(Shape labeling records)
## BEGIN

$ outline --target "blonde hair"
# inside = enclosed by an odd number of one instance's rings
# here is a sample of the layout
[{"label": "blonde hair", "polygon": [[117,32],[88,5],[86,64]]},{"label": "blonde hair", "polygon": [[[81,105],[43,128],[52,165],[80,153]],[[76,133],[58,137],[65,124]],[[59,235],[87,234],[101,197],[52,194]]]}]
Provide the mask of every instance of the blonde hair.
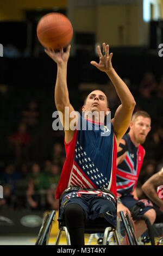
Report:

## END

● **Written exercise**: Go through the material above and print all of it exactly, except the pictures.

● **The response**:
$ outline --target "blonde hair"
# inside = enclosed by an odd number of one instance's rings
# here is a sample of the layout
[{"label": "blonde hair", "polygon": [[117,32],[88,5],[86,64]]},{"label": "blonde hair", "polygon": [[[81,105],[43,128],[52,165],[80,153]],[[76,133],[58,137],[65,124]],[[59,235],[87,234],[101,197],[52,194]]]}]
Provide the mask of every instance of the blonde hair.
Report:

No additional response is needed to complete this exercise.